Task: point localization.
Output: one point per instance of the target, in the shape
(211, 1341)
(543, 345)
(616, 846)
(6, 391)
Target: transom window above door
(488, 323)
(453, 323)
...
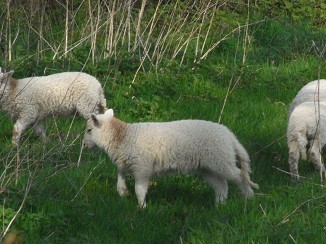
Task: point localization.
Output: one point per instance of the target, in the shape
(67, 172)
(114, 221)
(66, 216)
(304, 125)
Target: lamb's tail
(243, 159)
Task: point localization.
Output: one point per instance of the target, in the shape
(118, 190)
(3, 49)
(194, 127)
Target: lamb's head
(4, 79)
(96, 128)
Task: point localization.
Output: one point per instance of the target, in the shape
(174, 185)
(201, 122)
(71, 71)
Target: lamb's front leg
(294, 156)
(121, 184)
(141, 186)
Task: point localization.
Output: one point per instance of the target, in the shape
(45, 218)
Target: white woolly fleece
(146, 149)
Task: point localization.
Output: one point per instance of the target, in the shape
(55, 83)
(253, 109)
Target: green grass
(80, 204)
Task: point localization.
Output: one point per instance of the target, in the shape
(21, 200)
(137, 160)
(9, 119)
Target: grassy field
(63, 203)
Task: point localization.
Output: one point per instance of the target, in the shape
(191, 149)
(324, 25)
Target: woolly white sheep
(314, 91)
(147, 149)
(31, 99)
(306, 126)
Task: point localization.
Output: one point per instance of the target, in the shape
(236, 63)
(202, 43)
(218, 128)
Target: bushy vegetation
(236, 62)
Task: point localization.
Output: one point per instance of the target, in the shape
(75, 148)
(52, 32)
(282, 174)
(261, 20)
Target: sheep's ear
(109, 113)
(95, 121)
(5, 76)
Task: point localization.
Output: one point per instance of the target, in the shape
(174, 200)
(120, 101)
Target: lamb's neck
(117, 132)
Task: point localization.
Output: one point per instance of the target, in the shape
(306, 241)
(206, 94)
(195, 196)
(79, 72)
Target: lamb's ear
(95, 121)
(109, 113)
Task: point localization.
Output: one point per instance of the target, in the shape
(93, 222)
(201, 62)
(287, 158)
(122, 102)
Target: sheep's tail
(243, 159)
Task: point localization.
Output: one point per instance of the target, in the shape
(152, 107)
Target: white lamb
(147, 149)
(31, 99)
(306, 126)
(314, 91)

■ Set exercise
Return every line of the data above that contains the word "woolly", copying each one in full.

■ Response
Target: white woolly fleece
Target: woolly white sheep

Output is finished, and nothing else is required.